start Text block

User-Agent: http.rb/0.9.9
Host: stream.twitter.com
Via: 1.1 precision (squid/4.10)
X-Forwarded-For: 127.0.0.1
Cache-Control: max-age=0
Connection: keep-alive

----------

the only difference seems to be Content-Length: 0 and sending a full URL: POST https://stream.twitter.com/1.1/statuses/filter.json?track=xxx HTTP/1.1

kares commented 4 years ago

:green_salad: confirmed, patching HTTP to send full URIs via proxy seems to resolve the issue: (note that to connect to twitter's streaming API we're using https://)

::HTTP::Request.class_eval do
  def headline
    request_uri =
        if using_proxy? #&& !uri.https?
          uri.omit(:fragment)
        else
          uri.request_uri
        end

    "#{verb.to_s.upcase} #{request_uri} HTTP/#{version}"
  end
end

... the patch essentially undoes: https://github.com/httprb/http/pull/333 (which has been shipped since http.rb 2.0.0)

end Text block
start Stored records

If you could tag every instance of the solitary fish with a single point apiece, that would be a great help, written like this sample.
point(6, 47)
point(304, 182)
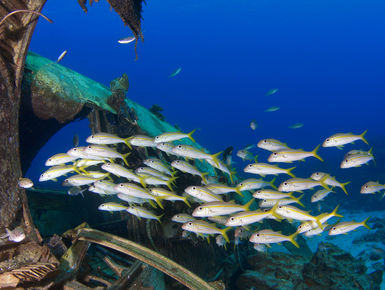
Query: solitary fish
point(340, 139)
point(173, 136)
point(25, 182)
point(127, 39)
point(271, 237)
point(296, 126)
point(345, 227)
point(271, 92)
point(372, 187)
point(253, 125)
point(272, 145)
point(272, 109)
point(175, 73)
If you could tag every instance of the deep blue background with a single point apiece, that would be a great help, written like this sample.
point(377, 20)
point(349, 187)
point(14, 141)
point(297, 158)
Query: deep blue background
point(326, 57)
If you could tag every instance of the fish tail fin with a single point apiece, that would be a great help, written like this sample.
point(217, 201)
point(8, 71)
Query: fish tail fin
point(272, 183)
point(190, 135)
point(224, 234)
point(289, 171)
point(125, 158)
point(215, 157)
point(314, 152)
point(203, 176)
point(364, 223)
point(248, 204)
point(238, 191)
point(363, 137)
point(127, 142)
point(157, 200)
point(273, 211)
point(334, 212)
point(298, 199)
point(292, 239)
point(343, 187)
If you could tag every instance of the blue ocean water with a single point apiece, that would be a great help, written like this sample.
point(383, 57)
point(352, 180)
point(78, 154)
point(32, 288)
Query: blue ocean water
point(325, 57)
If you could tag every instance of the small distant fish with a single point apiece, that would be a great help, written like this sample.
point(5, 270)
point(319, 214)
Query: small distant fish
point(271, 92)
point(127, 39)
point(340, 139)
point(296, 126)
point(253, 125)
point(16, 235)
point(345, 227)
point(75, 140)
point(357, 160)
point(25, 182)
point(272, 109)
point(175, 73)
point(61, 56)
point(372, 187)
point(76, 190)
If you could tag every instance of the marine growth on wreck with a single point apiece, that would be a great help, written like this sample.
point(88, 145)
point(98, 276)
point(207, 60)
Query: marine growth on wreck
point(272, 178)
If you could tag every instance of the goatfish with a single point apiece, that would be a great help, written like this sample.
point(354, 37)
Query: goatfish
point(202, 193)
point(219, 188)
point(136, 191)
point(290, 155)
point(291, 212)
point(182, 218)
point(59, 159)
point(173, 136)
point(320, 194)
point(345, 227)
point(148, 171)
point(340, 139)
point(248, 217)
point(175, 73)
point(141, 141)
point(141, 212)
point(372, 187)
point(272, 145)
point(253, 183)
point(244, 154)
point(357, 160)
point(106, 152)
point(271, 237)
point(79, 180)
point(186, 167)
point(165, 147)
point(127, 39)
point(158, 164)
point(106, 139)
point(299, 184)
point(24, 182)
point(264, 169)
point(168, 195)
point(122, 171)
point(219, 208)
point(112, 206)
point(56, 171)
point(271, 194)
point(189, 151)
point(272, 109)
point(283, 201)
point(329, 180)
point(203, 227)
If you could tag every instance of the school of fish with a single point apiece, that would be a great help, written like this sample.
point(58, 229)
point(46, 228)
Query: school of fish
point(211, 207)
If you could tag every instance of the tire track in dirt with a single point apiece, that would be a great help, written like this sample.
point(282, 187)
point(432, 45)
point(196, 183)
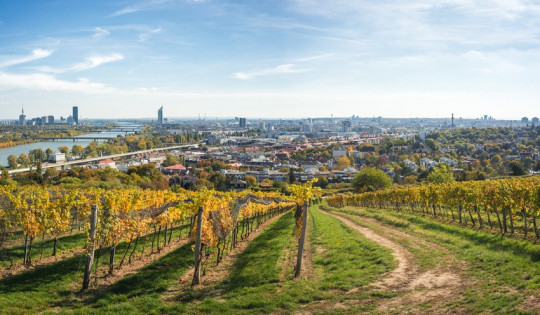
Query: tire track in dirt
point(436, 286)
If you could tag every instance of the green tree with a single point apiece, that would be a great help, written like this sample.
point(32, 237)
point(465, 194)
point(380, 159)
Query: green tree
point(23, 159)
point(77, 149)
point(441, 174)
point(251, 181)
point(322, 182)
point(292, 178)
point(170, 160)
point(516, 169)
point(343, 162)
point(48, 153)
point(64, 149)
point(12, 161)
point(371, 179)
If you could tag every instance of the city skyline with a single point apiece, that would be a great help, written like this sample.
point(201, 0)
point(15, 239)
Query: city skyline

end Stored records

What is asked =
1. Would you copy the proxy thread from "User-Agent: http.rb/0.9.9" to "we're using https://)"?
2. In the proxy thread:
(a) What value does the Host header carry?
(b) Which pull request does the patch essentially undo?
(c) Since which http.rb version has that pull request been shipped?
The lines are material of their own, apart from the proxy thread.

Answers for this exercise =
1.
User-Agent: http.rb/0.9.9
Host: stream.twitter.com
Via: 1.1 precision (squid/4.10)
X-Forwarded-For: 127.0.0.1
Cache-Control: max-age=0
Connection: keep-alive

----------

the only difference seems to be Content-Length: 0 and sending a full URL: POST https://stream.twitter.com/1.1/statuses/filter.json?track=xxx HTTP/1.1

kares commented 4 years ago

:green_salad: confirmed, patching HTTP to send full URIs via proxy seems to resolve the issue: (note that to connect to twitter's streaming API we're using https://)

2.
(a) stream.twitter.com
(b) https://github.com/httprb/http/pull/333
(c) 2.0.0